Objectives for Each Student

  • Read the narrative portion of the article
  • Grasp the concept of social history broadly
  • Describe the specific social history of central Illinois and the greater Old Northwest during the early nineteenth century
  • Learn the biography of Abraham Lincoln during his coming-of-age years
  • Analyze the relationship between social history and ideological formation, especially as it pertains to Lincoln's antislavery attitudes
  • Read, comprehend, and interpret the three complementary primary sources, select passages from: Lincoln, "Address before the Wisconsin State Agricultural Society"; Hammond, "Mudsill Theory"; and Marx and Engels, "The Manifesto of the Communist Party"
  • Compare and contrast the respective ideas of Lincoln, Hammond, and Marx and Engels with regards to capital, labor, and slavery
  • Research and sketch the social history in which the ideas presented by Hammond and Marx and Engels were rooted
  • Write a short essay—based on an argumentative essay template — that makes the case for one of the following theorists of labor: Lincoln, Hammond, or Marx and Engels

SUGGESTIONS FOR TEACHING THE LESSON

Opening the Lesson

This lesson is best taught within the context of a unit on slavery and antebellum United States. The students should already be familiar with a basic history of how slavery developed in the United States up until the 1830s. Prior to reading the Winkle article, the teacher needs to familiarize the students with the concept of social history. The class might collectively brainstorm some of the components of social history: work, family, education, religion, human migration, social movements, everyday practices, etc. Then, in groups of 4 or 5, the students should brainstorm those aspects of their own lives that might be called "social" and how social historians might one day reconstruct and document their lives. The groups should then share their ideas with the entire class.

(Stored data)

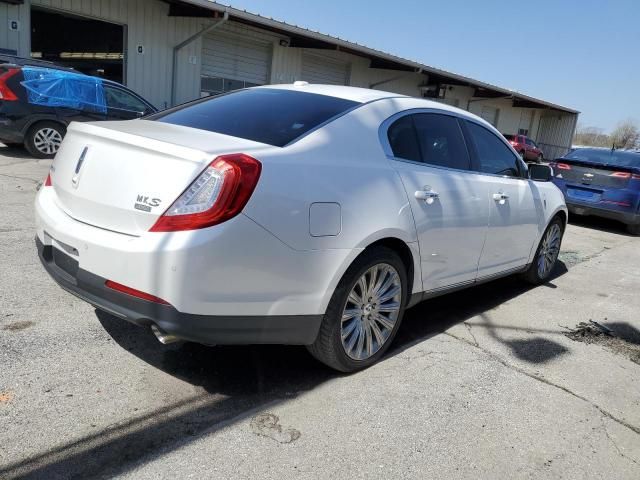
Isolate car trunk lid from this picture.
[51,120,265,236]
[553,158,640,189]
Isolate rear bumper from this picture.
[567,202,640,225]
[36,237,323,345]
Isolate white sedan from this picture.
[36,82,567,371]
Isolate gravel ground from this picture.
[0,146,640,480]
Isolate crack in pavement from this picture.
[600,417,640,466]
[462,322,480,347]
[444,332,640,435]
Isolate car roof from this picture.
[254,82,406,103]
[0,62,128,90]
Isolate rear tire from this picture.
[307,247,408,372]
[627,223,640,235]
[523,217,564,285]
[24,121,66,158]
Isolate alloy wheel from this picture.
[538,223,562,278]
[340,263,402,360]
[33,127,62,155]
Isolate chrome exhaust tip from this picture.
[151,324,180,345]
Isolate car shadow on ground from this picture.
[569,214,633,237]
[0,143,33,160]
[0,262,567,479]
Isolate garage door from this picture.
[202,31,273,94]
[302,52,349,85]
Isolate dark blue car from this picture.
[551,148,640,235]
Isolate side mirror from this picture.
[529,164,553,182]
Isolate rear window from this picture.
[151,88,359,147]
[564,148,640,168]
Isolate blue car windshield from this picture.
[564,148,640,168]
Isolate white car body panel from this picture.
[36,85,566,344]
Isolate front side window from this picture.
[148,88,359,147]
[104,87,148,113]
[467,122,520,177]
[387,113,469,170]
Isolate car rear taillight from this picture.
[554,163,571,170]
[104,280,170,305]
[600,200,631,207]
[149,153,262,232]
[0,68,20,102]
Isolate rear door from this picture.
[466,121,542,278]
[387,112,489,291]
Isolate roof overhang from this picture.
[163,0,580,114]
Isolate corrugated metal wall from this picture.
[0,3,30,56]
[0,0,576,154]
[6,0,210,108]
[536,111,577,160]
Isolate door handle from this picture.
[493,192,509,205]
[414,190,440,205]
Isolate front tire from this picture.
[523,217,564,285]
[24,122,66,158]
[307,247,408,372]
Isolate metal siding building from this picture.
[0,0,578,158]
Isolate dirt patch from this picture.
[2,321,35,332]
[0,391,13,403]
[251,413,300,443]
[565,319,640,365]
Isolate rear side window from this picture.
[387,115,422,162]
[413,113,469,170]
[387,113,469,170]
[467,122,520,177]
[150,88,359,147]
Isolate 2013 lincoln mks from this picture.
[36,82,567,371]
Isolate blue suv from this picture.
[551,148,640,235]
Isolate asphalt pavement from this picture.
[0,145,640,480]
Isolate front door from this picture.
[388,113,489,291]
[460,122,542,278]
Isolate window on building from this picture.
[467,122,520,177]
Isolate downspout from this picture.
[171,11,229,106]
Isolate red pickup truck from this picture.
[503,134,544,163]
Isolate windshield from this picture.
[564,148,640,168]
[151,88,359,147]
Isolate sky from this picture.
[220,0,640,131]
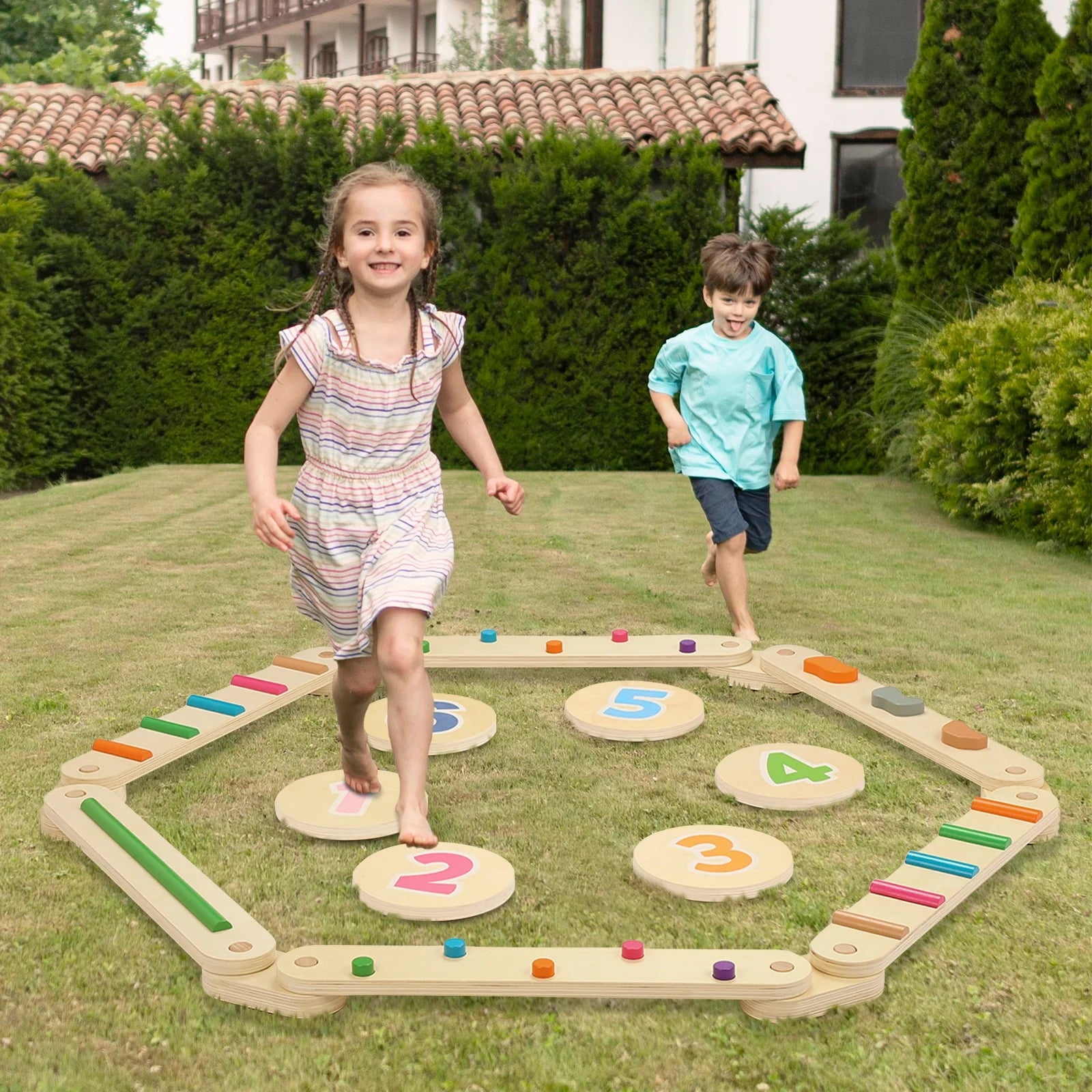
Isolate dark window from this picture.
[837,0,921,94]
[833,134,905,247]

To be done:
(1) Condense the paragraph in the lesson plan that begins "This lesson is best taught" into a short bulleted list that keeps its main facts.
(2) List every component of social history that the lesson plan names as a possible brainstorming example.

Final answers:
(1)
- Teach the lesson within a unit on slavery and the antebellum United States.
- Students should already know the basic history of slavery in the United States up to the 1830s.
- Before the Winkle article is read, the teacher introduces the concept of social history.
- The class brainstorms components of social history, such as work, family, education, religion, human migration, social movements, and everyday practices.
- Groups of 4 or 5 brainstorm the "social" aspects of their own lives and how social historians might one day reconstruct and document them.
- Each group shares its ideas with the whole class.

(2)
- Work
- Family
- Education
- Religion
- Human migration
- Social movements
- Everyday practices